→ Things to do:
1. List every app that the article on risky apps for kids covers with both a Premise and a Problem section.
2. Using the article on risky apps for kids, answer each question on its own line:
(a) How many users does VSCO boast?
(b) What is Sarahah translated from Arabic as?
(c) What is the name of ASK.fm's recently released feature?
3. Reproduce the passage of the article on risky apps for kids from "The Premise: The camera" to "followers they have.".

→ Document extract:
== Segment start ==

With the new year comes an opportunity to take a fresh look at exactly what apps your kids are using. And while many parents are well versed in the potential dangers of apps like Snapchat and Kik, other lesser-known apps present their own problems. This year’s contenders for most dangerous apps not only expose your kids to cyberbullies, but they can also encourage risk-taking behavior. Many leave an open invitation for strangers to contact them. So which apps deserve worst-of-the-year billing? Here are some of 2018’s bonafide bummers, not only for your kids’ confidence, but also for their safety.
The Premise: This swiping app describes itself as an “easy and free way to make new friends and chat with them.” A la Tinder, users left-and-right swipe until a match is made, and then communication can begin.
The Problem: Unlike Tinder, Yellow is being marketed directly to teens. More concerning still: Although the company says the app prevents underage users from contacting people over the age of 18 and vice versa, there is a significant loophole: With no age verification, adults can easily create an account with a false birthdate, allowing them free access the app’s millions of under-18 users.
The Premise: The social gaming app allows users to send and receive dares, which can earn them money after posting a video of themselves completing the dare. (What could possibly go wrong?)
The Problem: While some dares are innocuous enough — take a photo with a funny face, dance in public, etc… — others are anything but (streaking, getting tattoos and other activities). Furthermore, users can also send “dare-roulettes,” which go to all Double Dog users, including strangers.
The Premise: The video sharing social network allows users to create and share short music videos of themselves singing, dancing and lip-syncing.
The Problem: Musical.ly is being described as the first social media app to reach the elementary school market, which is a huge issue given that geo-location is enabled by default when the app is downloaded. A quick scroll through some of the millions of accounts is enough to give parents pause. Children who look as young as 7 or 8 have up to 200,000 followers, while parents of children as elementary-age kids have reported strangers asking them for naked images via the app. Word to the wise: If your child has Musical.ly, enable privacy settings.
The Premise: This photo editing app claims to offer users “a slim face and bigger eyes instantly… No need to go for any plastic surgery and it saves money and time.”
The Problem: It’s being targeted to very young children. With its colorful, childlike logo and the fact that its iTunes screen shots feature before and after photos of a girl who looks no older than 5, Slim Booth also promises to make users look more like a “celebrity.”
The Premise: The camera app offers a series of exceptional photo filters and editing options. Beloved by a cult-teen following, VSCO now boasts 40 million users.
The Problem: VSCO has gradually expanded from a photo editing app to one with an active social network. The problem? The app has no privacy settings. Translation: All accounts are public, with location features that can be added. Want 40 million people to have unfettered access to your kids’ pics? We didn’t think so.
The Premise: One of the original honesty apps, ASK.fm is a social network that lets users anonymously ask / answer questions. People can’t see who is following them, but they can see the number of followers they have.
The Problem: After creating an account, users can post an anonymous question. Then people who they are following can respond with a text, photo or video. Questions are asked anonymously, however answers to questions are identified by username and photo. Its recently released feature Shoutout allows users to ask questions to fellow ASKfm-ers who are geographically close to them. This includes both people you follow, and those you don’t. It also means that you can receive questions from people who happen to be in your vicinity (example: your school, neighborhood, live music concert or other event).
The Premise: Translated from Arabic as “frankness” or “candor,” this is another “honesty” can connect teen’s Snapchat account to let them send and receive anonymous “feedback” to and from friends and strangers.
The Problem: Unlike ASKfm where users receive anonymous questions, with Sarahah, you receive anonymous in-coming messages from friends and other users. And while anonymous compliments are common, there have also been reports of anonymous death threats and sexual harassment. Comments are entirely unmonitored and the app is not surprisingly considered by many to be the most likely to facilitate cyberbullying.

== Segment end ==

→ Dataset excerpts:
== Segment start ==

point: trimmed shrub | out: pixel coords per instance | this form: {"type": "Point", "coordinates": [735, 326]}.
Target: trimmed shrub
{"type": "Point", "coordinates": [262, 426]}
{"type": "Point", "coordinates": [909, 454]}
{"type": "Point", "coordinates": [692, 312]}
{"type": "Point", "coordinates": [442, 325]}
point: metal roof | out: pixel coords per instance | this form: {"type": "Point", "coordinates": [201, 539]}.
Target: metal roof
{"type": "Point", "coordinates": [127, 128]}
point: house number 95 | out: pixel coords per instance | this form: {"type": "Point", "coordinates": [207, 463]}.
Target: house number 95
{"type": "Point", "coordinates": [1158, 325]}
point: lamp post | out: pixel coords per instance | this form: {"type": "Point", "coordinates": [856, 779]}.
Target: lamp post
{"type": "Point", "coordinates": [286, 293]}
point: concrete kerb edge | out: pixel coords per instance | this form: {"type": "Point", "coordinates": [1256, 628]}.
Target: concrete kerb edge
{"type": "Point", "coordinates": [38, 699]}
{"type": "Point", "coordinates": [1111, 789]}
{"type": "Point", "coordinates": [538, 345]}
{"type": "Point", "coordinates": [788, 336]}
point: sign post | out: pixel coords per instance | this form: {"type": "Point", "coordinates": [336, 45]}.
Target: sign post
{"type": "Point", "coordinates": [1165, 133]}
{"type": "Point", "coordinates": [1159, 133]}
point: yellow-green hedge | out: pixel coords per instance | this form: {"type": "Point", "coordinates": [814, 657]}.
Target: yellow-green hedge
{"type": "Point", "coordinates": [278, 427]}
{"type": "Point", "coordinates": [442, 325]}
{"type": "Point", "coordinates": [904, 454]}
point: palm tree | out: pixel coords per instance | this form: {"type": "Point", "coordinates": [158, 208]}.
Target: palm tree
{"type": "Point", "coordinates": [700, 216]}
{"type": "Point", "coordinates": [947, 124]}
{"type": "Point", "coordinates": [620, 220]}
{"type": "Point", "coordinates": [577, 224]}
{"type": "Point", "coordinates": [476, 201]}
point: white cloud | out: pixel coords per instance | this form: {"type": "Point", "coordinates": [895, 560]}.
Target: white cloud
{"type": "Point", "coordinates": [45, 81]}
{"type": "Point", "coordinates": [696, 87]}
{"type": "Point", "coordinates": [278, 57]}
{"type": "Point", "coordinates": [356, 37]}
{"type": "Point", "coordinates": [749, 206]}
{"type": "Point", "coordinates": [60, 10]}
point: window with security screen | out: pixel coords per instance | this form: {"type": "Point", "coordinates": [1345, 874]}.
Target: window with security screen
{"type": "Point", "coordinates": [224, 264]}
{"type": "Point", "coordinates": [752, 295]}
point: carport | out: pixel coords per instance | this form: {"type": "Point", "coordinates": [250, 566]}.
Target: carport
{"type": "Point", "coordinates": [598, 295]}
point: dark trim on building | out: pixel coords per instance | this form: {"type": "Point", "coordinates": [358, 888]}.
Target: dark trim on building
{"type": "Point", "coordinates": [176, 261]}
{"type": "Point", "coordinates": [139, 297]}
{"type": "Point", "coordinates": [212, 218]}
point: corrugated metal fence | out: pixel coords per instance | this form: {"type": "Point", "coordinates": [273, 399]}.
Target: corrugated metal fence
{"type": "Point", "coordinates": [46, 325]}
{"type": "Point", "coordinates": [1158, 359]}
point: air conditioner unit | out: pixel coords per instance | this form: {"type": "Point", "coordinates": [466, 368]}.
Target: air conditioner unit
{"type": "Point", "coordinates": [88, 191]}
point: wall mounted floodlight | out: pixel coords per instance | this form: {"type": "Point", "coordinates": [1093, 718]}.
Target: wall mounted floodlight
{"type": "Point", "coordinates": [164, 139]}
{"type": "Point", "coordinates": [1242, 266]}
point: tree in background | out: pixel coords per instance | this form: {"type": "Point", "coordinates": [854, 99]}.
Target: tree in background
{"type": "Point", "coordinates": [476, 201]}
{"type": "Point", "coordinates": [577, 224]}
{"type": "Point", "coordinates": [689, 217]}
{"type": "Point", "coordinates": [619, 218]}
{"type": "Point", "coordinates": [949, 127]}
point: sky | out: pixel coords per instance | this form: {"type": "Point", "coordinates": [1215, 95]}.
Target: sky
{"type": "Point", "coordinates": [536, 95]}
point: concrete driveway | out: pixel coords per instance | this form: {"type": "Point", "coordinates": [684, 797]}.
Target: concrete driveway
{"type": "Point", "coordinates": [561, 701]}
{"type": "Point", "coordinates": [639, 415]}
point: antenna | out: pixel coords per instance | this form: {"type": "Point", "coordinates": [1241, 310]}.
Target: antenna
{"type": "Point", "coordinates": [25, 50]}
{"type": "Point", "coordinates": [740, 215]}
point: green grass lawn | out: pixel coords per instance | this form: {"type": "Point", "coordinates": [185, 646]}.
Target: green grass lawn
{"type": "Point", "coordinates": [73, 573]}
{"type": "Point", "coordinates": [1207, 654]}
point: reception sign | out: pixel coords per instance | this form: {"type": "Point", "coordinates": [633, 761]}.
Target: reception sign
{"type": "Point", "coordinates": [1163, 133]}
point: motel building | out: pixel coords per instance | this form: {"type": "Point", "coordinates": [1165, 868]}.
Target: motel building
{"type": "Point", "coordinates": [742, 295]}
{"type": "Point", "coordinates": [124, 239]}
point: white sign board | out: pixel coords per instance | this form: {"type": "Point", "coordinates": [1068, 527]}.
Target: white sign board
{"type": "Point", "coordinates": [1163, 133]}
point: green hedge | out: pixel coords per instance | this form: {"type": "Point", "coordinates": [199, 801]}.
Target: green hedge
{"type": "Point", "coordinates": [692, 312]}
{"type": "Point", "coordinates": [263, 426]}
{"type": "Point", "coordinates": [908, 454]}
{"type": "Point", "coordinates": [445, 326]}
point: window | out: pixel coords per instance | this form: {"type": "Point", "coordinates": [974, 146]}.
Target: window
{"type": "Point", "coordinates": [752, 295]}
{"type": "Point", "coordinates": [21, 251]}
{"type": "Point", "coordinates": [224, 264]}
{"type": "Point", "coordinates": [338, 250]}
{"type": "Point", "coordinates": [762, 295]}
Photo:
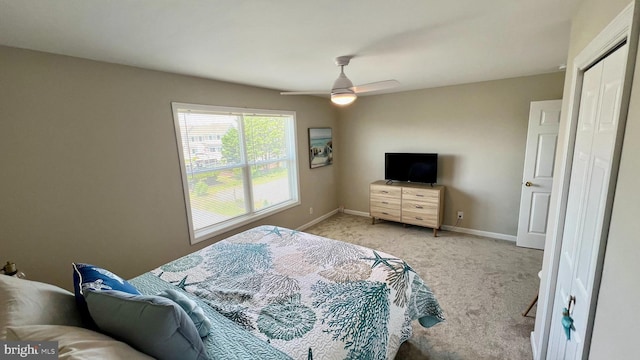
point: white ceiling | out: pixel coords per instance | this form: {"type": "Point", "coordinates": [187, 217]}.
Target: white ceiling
{"type": "Point", "coordinates": [291, 44]}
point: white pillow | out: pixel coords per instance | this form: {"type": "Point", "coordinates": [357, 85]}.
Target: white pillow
{"type": "Point", "coordinates": [76, 343]}
{"type": "Point", "coordinates": [25, 302]}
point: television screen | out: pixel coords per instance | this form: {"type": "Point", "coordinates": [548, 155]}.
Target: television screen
{"type": "Point", "coordinates": [411, 167]}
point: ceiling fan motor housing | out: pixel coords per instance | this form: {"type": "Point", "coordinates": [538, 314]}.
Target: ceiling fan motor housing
{"type": "Point", "coordinates": [342, 84]}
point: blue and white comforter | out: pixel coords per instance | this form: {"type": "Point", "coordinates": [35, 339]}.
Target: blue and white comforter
{"type": "Point", "coordinates": [306, 295]}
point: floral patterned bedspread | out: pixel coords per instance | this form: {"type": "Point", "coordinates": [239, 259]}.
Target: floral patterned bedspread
{"type": "Point", "coordinates": [306, 295]}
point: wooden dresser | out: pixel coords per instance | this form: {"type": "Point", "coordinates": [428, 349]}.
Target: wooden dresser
{"type": "Point", "coordinates": [408, 203]}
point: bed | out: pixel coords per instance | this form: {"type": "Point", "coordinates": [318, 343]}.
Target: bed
{"type": "Point", "coordinates": [306, 295]}
{"type": "Point", "coordinates": [266, 293]}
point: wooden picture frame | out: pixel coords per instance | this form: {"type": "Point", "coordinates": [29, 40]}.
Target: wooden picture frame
{"type": "Point", "coordinates": [320, 147]}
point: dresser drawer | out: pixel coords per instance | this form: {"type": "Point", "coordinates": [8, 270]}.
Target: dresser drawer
{"type": "Point", "coordinates": [385, 203]}
{"type": "Point", "coordinates": [424, 195]}
{"type": "Point", "coordinates": [385, 191]}
{"type": "Point", "coordinates": [421, 207]}
{"type": "Point", "coordinates": [420, 218]}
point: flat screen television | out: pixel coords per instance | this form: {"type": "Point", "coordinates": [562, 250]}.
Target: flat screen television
{"type": "Point", "coordinates": [411, 167]}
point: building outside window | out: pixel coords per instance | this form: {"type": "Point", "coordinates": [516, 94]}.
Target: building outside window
{"type": "Point", "coordinates": [238, 165]}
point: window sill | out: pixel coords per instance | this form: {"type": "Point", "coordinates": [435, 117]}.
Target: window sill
{"type": "Point", "coordinates": [211, 231]}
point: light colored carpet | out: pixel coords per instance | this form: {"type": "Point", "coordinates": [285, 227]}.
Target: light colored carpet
{"type": "Point", "coordinates": [483, 286]}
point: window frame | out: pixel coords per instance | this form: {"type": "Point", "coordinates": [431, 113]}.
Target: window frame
{"type": "Point", "coordinates": [245, 166]}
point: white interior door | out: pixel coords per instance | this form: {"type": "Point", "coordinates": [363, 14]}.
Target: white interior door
{"type": "Point", "coordinates": [588, 192]}
{"type": "Point", "coordinates": [537, 178]}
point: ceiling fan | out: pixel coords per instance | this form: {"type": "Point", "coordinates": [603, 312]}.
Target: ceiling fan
{"type": "Point", "coordinates": [343, 92]}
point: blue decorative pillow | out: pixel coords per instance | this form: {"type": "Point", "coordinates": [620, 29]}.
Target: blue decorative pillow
{"type": "Point", "coordinates": [154, 325]}
{"type": "Point", "coordinates": [195, 312]}
{"type": "Point", "coordinates": [86, 276]}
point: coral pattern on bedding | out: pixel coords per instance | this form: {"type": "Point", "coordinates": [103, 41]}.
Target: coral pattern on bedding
{"type": "Point", "coordinates": [307, 295]}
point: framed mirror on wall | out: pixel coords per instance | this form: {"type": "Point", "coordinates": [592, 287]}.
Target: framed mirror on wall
{"type": "Point", "coordinates": [320, 147]}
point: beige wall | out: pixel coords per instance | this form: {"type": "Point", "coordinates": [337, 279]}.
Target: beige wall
{"type": "Point", "coordinates": [617, 321]}
{"type": "Point", "coordinates": [614, 333]}
{"type": "Point", "coordinates": [479, 131]}
{"type": "Point", "coordinates": [89, 165]}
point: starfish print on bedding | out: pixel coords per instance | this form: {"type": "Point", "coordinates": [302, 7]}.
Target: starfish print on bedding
{"type": "Point", "coordinates": [183, 283]}
{"type": "Point", "coordinates": [275, 230]}
{"type": "Point", "coordinates": [378, 259]}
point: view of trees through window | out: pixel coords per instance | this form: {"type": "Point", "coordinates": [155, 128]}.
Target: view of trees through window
{"type": "Point", "coordinates": [235, 164]}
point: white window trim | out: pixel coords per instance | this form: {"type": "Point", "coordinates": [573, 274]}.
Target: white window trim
{"type": "Point", "coordinates": [225, 226]}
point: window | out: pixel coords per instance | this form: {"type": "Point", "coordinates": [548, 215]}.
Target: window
{"type": "Point", "coordinates": [253, 174]}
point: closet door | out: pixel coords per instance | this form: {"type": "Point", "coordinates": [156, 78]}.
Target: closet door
{"type": "Point", "coordinates": [588, 193]}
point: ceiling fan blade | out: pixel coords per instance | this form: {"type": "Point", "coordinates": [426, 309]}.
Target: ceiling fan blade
{"type": "Point", "coordinates": [304, 93]}
{"type": "Point", "coordinates": [379, 85]}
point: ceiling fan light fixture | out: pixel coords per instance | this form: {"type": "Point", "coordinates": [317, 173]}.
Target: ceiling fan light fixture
{"type": "Point", "coordinates": [343, 98]}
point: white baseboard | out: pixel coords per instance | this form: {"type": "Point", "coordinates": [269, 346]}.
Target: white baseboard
{"type": "Point", "coordinates": [449, 228]}
{"type": "Point", "coordinates": [480, 233]}
{"type": "Point", "coordinates": [357, 213]}
{"type": "Point", "coordinates": [317, 220]}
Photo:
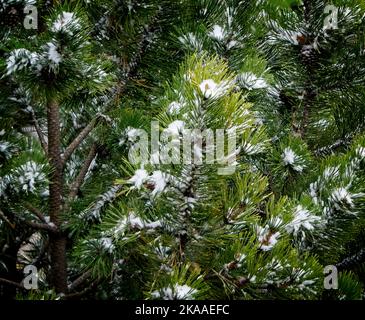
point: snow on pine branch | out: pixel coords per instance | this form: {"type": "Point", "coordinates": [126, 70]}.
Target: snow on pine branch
{"type": "Point", "coordinates": [66, 22]}
{"type": "Point", "coordinates": [175, 292]}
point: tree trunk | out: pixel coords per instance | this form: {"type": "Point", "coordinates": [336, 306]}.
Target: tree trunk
{"type": "Point", "coordinates": [57, 241]}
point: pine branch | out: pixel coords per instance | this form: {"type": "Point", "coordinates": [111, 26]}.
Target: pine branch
{"type": "Point", "coordinates": [41, 226]}
{"type": "Point", "coordinates": [42, 252]}
{"type": "Point", "coordinates": [4, 217]}
{"type": "Point", "coordinates": [81, 293]}
{"type": "Point", "coordinates": [78, 140]}
{"type": "Point", "coordinates": [337, 144]}
{"type": "Point", "coordinates": [35, 211]}
{"type": "Point", "coordinates": [12, 283]}
{"type": "Point", "coordinates": [352, 261]}
{"type": "Point", "coordinates": [79, 281]}
{"type": "Point", "coordinates": [75, 186]}
{"type": "Point", "coordinates": [40, 133]}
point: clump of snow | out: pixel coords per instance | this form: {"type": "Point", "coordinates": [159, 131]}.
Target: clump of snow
{"type": "Point", "coordinates": [174, 107]}
{"type": "Point", "coordinates": [303, 219]}
{"type": "Point", "coordinates": [267, 238]}
{"type": "Point", "coordinates": [140, 176]}
{"type": "Point", "coordinates": [20, 59]}
{"type": "Point", "coordinates": [213, 90]}
{"type": "Point", "coordinates": [290, 158]}
{"type": "Point", "coordinates": [340, 197]}
{"type": "Point", "coordinates": [191, 41]}
{"type": "Point", "coordinates": [250, 81]}
{"type": "Point", "coordinates": [218, 33]}
{"type": "Point", "coordinates": [107, 244]}
{"type": "Point", "coordinates": [53, 55]}
{"type": "Point", "coordinates": [29, 174]}
{"type": "Point", "coordinates": [176, 127]}
{"type": "Point", "coordinates": [66, 22]}
{"type": "Point", "coordinates": [360, 152]}
{"type": "Point", "coordinates": [159, 181]}
{"type": "Point", "coordinates": [177, 292]}
{"type": "Point", "coordinates": [134, 222]}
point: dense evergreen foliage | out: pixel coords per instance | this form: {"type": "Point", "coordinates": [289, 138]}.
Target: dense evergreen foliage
{"type": "Point", "coordinates": [284, 79]}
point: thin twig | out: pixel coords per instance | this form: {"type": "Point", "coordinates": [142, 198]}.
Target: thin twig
{"type": "Point", "coordinates": [35, 211]}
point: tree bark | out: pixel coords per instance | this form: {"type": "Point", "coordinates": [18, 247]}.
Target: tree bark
{"type": "Point", "coordinates": [58, 240]}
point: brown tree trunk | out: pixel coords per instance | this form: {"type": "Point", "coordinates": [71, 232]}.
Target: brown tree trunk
{"type": "Point", "coordinates": [58, 240]}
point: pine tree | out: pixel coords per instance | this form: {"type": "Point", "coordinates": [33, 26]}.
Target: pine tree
{"type": "Point", "coordinates": [102, 215]}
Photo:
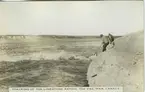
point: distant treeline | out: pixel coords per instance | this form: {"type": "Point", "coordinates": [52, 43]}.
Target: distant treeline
{"type": "Point", "coordinates": [51, 36]}
{"type": "Point", "coordinates": [64, 36]}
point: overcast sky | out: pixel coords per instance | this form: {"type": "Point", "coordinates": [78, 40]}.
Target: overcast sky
{"type": "Point", "coordinates": [71, 18]}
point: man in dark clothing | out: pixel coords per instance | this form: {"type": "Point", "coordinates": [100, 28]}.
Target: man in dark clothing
{"type": "Point", "coordinates": [105, 42]}
{"type": "Point", "coordinates": [111, 39]}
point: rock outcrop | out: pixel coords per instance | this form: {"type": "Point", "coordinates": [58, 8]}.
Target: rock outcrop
{"type": "Point", "coordinates": [121, 65]}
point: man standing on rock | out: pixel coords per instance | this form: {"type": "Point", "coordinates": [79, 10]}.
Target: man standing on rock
{"type": "Point", "coordinates": [111, 39]}
{"type": "Point", "coordinates": [105, 42]}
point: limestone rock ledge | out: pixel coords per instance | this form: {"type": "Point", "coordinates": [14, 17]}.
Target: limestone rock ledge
{"type": "Point", "coordinates": [121, 65]}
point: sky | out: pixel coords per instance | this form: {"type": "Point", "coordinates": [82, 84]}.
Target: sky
{"type": "Point", "coordinates": [71, 18]}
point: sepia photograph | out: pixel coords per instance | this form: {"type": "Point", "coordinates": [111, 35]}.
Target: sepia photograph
{"type": "Point", "coordinates": [72, 44]}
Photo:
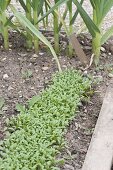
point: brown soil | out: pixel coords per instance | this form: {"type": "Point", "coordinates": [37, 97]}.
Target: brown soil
{"type": "Point", "coordinates": [16, 87]}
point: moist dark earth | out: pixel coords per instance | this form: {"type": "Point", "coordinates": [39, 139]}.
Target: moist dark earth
{"type": "Point", "coordinates": [24, 74]}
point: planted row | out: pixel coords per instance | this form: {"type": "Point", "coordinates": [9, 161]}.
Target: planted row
{"type": "Point", "coordinates": [36, 134]}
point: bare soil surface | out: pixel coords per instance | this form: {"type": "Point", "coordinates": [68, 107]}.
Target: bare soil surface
{"type": "Point", "coordinates": [24, 74]}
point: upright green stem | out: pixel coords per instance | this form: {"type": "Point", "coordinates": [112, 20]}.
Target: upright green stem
{"type": "Point", "coordinates": [5, 32]}
{"type": "Point", "coordinates": [56, 31]}
{"type": "Point", "coordinates": [96, 46]}
{"type": "Point", "coordinates": [69, 4]}
{"type": "Point", "coordinates": [96, 41]}
{"type": "Point", "coordinates": [29, 17]}
{"type": "Point", "coordinates": [36, 40]}
{"type": "Point", "coordinates": [46, 8]}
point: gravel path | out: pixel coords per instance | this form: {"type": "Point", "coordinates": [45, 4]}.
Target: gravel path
{"type": "Point", "coordinates": [107, 23]}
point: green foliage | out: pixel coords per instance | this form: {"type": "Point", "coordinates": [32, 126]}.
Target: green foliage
{"type": "Point", "coordinates": [3, 20]}
{"type": "Point", "coordinates": [36, 134]}
{"type": "Point", "coordinates": [100, 10]}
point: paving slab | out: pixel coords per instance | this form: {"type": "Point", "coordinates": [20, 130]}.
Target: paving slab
{"type": "Point", "coordinates": [100, 152]}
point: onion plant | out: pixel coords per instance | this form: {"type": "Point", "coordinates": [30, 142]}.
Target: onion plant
{"type": "Point", "coordinates": [100, 10]}
{"type": "Point", "coordinates": [33, 8]}
{"type": "Point", "coordinates": [4, 22]}
{"type": "Point", "coordinates": [34, 31]}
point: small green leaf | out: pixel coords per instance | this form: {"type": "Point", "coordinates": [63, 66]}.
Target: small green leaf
{"type": "Point", "coordinates": [20, 108]}
{"type": "Point", "coordinates": [2, 102]}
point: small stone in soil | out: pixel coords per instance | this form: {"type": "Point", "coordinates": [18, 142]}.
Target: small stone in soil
{"type": "Point", "coordinates": [10, 88]}
{"type": "Point", "coordinates": [35, 56]}
{"type": "Point", "coordinates": [110, 75]}
{"type": "Point", "coordinates": [5, 76]}
{"type": "Point", "coordinates": [68, 167]}
{"type": "Point", "coordinates": [103, 49]}
{"type": "Point", "coordinates": [45, 68]}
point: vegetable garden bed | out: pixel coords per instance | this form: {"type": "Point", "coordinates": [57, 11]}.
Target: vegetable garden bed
{"type": "Point", "coordinates": [24, 75]}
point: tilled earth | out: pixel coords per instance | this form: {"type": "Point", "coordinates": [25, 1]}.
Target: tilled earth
{"type": "Point", "coordinates": [24, 74]}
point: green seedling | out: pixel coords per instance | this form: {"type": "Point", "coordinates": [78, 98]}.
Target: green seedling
{"type": "Point", "coordinates": [36, 134]}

== Segment end ==

→ Answer list:
1. Yellow, Double Dog, Musical.ly, Slim Booth, VSCO, ASK.fm, Sarahah

2.
(a) 40 million
(b) "Frankness" or "candor"
(c) Shoutout

3.
The Premise: The camera app offers a series of exceptional photo filters and editing options. Beloved by a cult-teen following, VSCO now boasts 40 million users.
The Problem: VSCO has gradually expanded from a photo editing app to one with an active social network. The problem? The app has no privacy settings. Translation: All accounts are public, with location features that can be added. Want 40 million people to have unfettered access to your kids’ pics? We didn’t think so.
The Premise: One of the original honesty apps, ASK.fm is a social network that lets users anonymously ask / answer questions. People can’t see who is following them, but they can see the number of followers they have.